▼
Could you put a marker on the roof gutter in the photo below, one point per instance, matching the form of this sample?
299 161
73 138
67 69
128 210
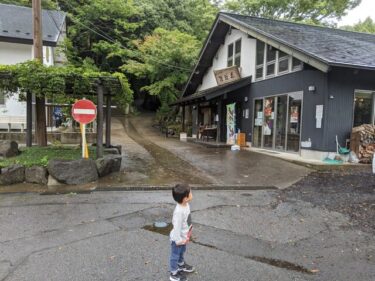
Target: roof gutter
299 54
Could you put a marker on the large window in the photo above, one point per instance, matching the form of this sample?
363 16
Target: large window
230 55
283 62
259 60
271 62
363 108
234 54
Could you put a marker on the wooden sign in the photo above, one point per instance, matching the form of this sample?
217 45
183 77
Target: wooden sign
227 75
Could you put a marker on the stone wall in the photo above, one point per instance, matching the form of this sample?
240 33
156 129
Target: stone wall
65 138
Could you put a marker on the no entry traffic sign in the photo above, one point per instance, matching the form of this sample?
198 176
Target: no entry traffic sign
84 111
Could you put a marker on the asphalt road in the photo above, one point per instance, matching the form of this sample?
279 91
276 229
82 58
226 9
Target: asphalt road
238 235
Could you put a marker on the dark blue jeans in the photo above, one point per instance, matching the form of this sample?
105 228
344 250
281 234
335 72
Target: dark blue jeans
177 256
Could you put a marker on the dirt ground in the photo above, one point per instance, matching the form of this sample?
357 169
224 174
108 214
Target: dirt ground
351 192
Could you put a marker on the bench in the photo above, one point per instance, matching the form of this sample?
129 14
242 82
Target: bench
10 120
209 133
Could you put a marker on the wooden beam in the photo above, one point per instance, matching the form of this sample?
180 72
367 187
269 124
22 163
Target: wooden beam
29 119
108 123
183 118
99 130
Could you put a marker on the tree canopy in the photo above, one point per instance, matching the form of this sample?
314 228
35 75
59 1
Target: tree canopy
313 11
165 59
368 26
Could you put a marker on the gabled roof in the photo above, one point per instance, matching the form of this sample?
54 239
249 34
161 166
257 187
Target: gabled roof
16 25
320 47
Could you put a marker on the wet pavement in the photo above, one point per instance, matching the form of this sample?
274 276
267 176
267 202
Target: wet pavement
152 159
238 235
317 226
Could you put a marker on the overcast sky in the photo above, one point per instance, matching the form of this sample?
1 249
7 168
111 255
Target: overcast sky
364 10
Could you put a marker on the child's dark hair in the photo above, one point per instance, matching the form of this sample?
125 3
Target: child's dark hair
180 191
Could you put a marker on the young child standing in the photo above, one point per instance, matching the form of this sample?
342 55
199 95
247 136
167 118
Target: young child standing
180 234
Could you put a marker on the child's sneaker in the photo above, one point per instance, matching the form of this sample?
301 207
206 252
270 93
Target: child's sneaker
177 277
186 268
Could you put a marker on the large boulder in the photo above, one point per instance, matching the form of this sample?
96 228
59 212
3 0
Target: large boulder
12 174
108 164
8 148
111 150
73 172
36 174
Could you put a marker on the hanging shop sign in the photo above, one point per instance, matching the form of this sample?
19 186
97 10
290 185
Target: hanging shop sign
231 123
227 75
294 114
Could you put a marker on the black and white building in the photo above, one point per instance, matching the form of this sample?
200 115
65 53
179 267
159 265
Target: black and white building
292 87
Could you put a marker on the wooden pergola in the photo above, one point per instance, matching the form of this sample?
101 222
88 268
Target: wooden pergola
104 87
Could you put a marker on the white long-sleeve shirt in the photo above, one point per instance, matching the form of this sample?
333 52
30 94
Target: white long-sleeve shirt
181 223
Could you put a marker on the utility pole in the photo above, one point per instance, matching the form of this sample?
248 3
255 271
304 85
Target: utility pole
41 132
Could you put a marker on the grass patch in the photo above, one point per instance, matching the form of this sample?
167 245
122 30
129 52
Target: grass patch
40 156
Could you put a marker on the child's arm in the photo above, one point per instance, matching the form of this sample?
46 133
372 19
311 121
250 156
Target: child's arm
177 225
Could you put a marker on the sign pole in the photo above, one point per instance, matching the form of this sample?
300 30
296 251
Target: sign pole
84 112
83 128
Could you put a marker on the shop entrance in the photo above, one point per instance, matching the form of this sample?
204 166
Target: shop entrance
277 122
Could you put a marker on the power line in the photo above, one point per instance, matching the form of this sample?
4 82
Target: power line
108 38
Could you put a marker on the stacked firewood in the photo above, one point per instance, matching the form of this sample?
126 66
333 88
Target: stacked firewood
362 142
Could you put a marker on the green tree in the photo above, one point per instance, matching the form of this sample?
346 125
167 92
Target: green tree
314 11
368 26
165 59
101 30
46 4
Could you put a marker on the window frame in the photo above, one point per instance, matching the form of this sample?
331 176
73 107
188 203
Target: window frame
282 59
274 63
2 98
271 62
230 57
260 66
235 54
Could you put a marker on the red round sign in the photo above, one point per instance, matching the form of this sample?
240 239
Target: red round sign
84 111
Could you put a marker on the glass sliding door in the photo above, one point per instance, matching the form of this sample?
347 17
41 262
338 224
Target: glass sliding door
269 122
258 123
363 108
281 122
294 121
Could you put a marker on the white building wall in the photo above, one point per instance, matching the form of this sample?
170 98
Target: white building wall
248 54
12 53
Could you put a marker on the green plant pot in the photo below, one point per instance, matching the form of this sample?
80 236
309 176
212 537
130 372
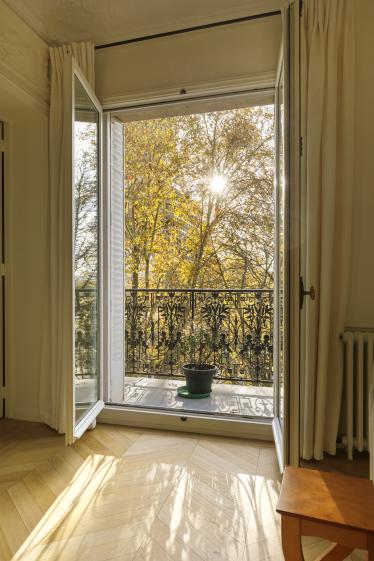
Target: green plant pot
199 377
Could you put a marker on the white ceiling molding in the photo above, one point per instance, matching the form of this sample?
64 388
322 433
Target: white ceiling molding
62 21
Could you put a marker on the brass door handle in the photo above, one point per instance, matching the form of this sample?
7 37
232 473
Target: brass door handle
311 292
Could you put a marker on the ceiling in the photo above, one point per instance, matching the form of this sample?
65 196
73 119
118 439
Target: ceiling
105 21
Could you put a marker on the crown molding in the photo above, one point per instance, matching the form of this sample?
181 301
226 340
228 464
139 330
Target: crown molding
27 14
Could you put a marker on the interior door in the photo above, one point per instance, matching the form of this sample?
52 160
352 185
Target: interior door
282 252
85 386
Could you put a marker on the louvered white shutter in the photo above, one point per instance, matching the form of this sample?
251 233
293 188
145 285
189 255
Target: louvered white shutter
117 264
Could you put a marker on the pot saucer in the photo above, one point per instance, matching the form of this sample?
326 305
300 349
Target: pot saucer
182 391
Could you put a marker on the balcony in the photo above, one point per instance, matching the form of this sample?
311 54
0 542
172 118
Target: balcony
160 329
237 326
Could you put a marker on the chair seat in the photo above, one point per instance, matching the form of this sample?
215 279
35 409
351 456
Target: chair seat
328 497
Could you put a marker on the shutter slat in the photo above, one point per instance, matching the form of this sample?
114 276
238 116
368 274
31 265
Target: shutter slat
117 261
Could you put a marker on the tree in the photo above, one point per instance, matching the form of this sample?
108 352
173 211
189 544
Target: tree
179 232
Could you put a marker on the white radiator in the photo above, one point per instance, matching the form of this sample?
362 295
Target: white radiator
358 368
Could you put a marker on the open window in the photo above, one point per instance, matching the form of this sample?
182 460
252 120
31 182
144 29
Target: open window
197 174
84 385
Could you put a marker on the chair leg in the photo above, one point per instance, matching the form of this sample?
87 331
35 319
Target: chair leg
370 547
291 538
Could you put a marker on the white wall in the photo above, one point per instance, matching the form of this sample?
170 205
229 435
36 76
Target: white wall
24 108
361 304
207 59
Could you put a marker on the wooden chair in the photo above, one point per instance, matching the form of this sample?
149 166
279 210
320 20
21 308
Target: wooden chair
329 506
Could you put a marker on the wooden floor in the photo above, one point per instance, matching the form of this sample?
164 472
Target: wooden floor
137 495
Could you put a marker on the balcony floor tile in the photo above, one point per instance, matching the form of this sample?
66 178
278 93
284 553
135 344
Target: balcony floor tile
244 401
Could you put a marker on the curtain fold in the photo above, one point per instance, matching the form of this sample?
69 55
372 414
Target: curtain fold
57 314
327 125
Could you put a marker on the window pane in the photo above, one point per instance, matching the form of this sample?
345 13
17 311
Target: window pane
86 251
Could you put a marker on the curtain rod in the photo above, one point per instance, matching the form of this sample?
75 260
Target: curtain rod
188 29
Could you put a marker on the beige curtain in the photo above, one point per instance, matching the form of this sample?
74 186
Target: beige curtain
327 121
371 424
57 324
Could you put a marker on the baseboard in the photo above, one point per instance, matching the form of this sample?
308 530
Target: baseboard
23 415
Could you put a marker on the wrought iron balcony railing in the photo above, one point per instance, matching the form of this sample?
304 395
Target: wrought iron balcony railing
232 328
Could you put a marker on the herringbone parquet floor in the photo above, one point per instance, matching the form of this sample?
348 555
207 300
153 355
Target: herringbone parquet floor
122 494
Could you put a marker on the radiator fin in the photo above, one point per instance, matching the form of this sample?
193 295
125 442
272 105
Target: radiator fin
358 348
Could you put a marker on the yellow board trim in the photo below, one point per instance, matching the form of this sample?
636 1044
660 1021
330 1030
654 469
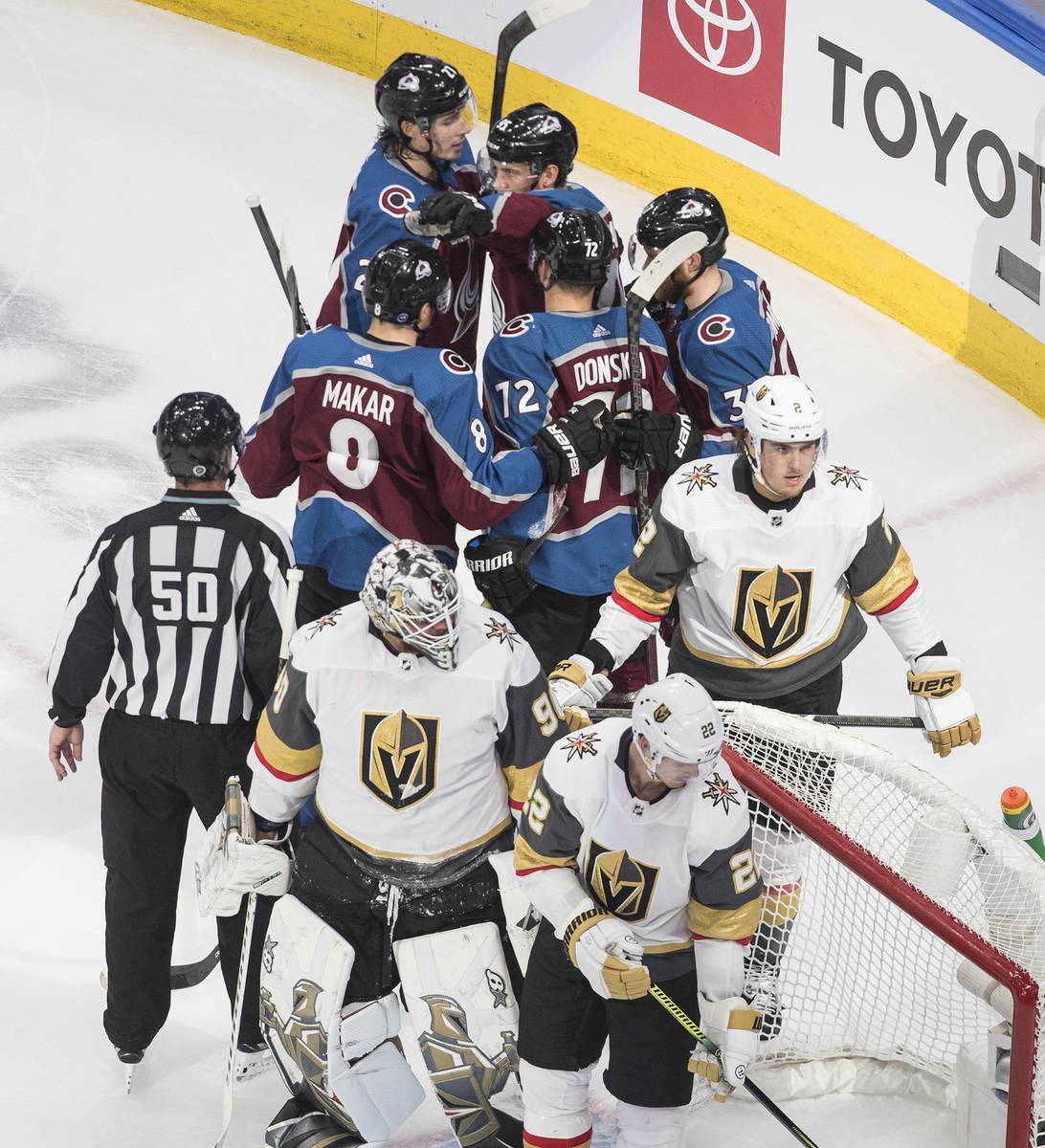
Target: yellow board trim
363 40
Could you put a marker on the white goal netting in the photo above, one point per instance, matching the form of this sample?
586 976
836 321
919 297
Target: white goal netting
896 889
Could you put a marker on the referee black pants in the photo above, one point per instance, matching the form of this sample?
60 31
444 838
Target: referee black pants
154 774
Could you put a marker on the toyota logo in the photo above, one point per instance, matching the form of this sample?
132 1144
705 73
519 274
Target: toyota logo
732 40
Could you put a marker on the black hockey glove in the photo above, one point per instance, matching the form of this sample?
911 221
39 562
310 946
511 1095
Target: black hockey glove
452 215
575 442
657 441
500 571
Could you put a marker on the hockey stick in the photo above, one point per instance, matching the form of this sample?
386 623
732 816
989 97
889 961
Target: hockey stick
865 721
288 276
695 1030
512 34
239 829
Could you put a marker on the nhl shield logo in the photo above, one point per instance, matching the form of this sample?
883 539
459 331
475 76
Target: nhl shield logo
399 757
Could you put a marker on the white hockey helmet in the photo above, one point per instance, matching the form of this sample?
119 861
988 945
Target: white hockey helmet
680 721
781 408
411 594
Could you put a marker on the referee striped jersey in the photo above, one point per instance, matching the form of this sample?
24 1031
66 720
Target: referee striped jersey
178 611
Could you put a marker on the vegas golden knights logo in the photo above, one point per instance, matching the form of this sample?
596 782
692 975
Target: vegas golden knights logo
772 608
399 757
624 885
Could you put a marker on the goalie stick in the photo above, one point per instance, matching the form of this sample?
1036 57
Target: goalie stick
695 1030
512 34
285 274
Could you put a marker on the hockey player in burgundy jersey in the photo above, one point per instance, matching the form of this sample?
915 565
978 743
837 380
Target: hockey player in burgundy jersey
535 370
388 439
429 109
715 313
522 171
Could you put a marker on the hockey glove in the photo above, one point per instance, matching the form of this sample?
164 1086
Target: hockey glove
574 683
608 954
574 442
228 867
943 703
451 215
500 571
659 442
734 1027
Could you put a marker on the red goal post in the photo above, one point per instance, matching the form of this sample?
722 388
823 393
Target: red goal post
899 883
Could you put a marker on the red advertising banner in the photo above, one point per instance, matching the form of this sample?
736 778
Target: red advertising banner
718 60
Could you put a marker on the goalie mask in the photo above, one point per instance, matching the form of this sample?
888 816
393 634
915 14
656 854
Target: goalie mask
411 594
781 408
680 722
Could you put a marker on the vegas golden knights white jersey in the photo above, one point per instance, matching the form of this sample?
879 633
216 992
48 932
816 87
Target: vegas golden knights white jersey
408 762
675 870
767 590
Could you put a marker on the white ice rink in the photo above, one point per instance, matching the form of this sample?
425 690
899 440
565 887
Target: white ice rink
131 270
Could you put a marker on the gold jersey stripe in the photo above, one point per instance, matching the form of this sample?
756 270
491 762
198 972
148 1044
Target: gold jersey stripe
286 763
653 602
899 579
776 663
529 859
367 848
724 924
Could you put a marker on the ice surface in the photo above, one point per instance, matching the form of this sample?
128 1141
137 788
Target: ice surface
130 270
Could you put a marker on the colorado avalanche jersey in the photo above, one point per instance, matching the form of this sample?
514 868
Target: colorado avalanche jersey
721 348
675 868
386 441
515 288
385 190
535 370
408 762
765 589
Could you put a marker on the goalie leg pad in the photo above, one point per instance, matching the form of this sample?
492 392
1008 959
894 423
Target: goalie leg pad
556 1102
343 1055
650 1128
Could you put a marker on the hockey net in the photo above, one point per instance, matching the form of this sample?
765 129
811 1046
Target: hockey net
895 889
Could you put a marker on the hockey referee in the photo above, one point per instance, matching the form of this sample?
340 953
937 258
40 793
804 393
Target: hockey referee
177 612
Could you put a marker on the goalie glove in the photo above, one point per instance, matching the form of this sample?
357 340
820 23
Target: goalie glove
228 867
574 442
574 683
657 441
734 1027
609 956
500 571
943 703
451 215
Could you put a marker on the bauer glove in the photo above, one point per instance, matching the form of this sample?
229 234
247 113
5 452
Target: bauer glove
574 442
500 571
943 703
607 952
657 441
574 682
734 1027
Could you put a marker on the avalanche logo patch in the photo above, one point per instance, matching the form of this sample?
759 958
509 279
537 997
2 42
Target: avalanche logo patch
699 477
583 745
721 792
715 330
847 475
399 756
624 885
502 631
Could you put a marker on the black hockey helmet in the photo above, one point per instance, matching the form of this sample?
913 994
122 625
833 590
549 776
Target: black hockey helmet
676 213
193 434
578 245
401 278
537 136
419 87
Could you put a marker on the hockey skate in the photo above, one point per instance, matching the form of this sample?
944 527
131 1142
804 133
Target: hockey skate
252 1059
130 1059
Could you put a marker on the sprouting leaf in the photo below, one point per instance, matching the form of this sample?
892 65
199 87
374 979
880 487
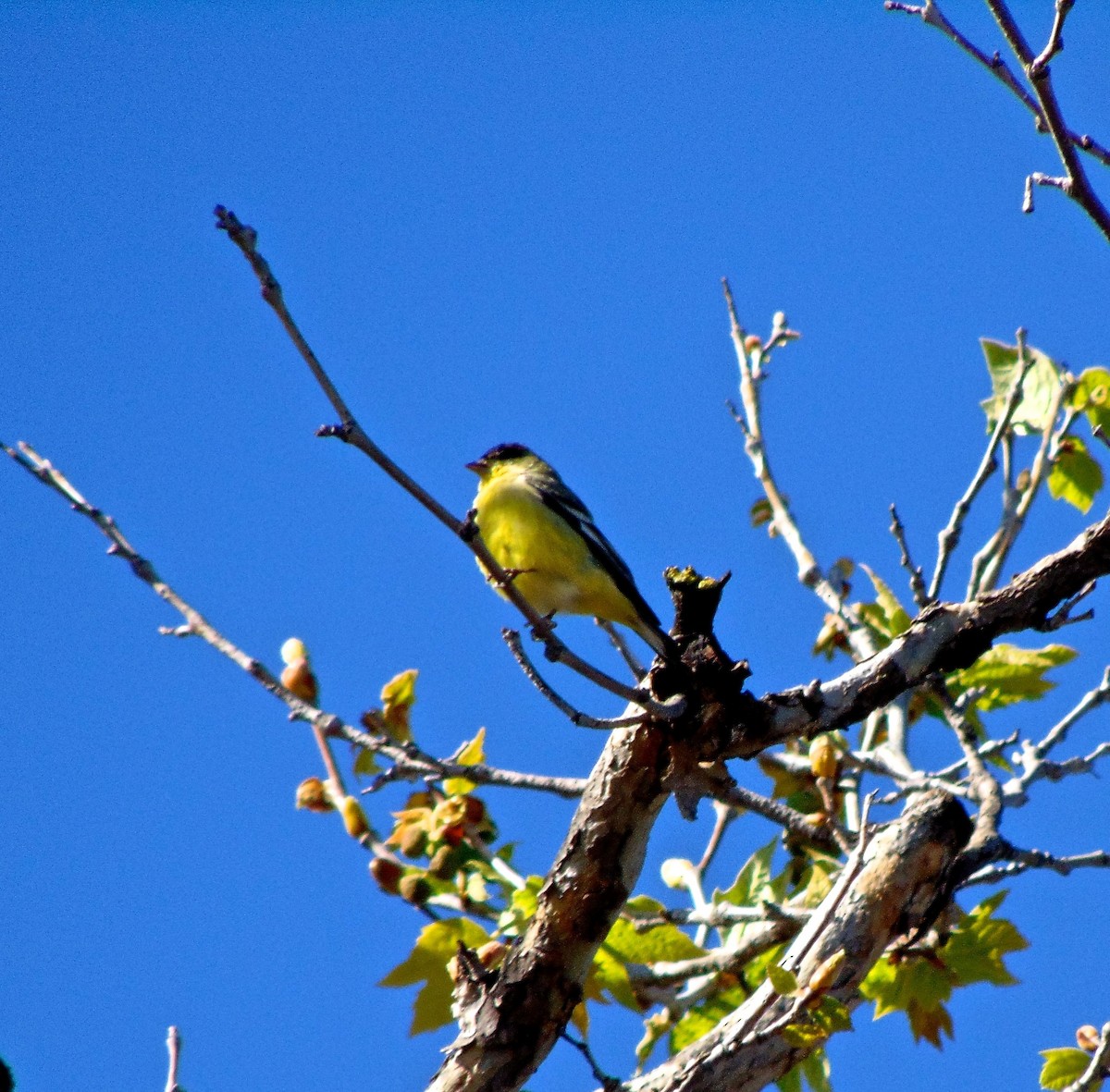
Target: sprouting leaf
974 951
1075 476
702 1019
931 1025
1007 674
399 696
761 513
894 619
1038 391
783 981
753 882
427 963
1064 1065
1092 394
472 754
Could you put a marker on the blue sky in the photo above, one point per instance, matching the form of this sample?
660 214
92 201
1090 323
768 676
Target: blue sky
493 222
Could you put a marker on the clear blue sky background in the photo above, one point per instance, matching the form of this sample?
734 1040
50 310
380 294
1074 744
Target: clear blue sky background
493 222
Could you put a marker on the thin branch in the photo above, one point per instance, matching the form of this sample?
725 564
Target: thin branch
173 1046
809 571
1059 731
736 796
1037 69
583 720
932 17
948 538
916 581
1016 861
1098 1069
352 433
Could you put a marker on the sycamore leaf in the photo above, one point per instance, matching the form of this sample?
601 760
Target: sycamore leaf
660 943
974 951
931 1025
427 963
1038 391
754 881
817 1071
1064 1065
893 619
1008 674
399 696
1092 395
1075 476
471 755
894 987
702 1019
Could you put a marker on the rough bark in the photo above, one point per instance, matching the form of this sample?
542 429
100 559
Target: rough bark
902 880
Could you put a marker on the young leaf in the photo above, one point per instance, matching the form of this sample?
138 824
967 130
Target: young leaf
471 755
1092 395
1038 389
1063 1066
427 963
1075 476
1008 674
974 951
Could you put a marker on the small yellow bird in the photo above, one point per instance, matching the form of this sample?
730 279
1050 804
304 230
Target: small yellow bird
539 531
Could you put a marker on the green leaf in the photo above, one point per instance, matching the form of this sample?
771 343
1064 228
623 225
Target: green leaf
783 981
702 1019
1038 391
471 755
931 1025
817 1071
753 882
1092 395
1008 674
791 1081
427 963
1064 1065
892 619
1075 476
974 951
894 987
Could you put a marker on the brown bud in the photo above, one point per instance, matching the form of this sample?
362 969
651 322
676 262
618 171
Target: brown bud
312 796
354 818
412 840
388 874
824 759
414 889
299 680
▲
■ **GIVEN TASK**
Could you update everything from the line containing "Could you put a marker on the brown" down to the end of the lines, swapping "brown bud" for "dried bud" and leaving the rest unchanged?

■ **FINAL RESULT**
Could you put a marker on the dried bud in the photo above, one point per instance, matching the form of this sample?
362 969
651 322
676 262
618 171
Target: dried bud
312 796
354 818
412 840
388 874
824 759
414 889
299 680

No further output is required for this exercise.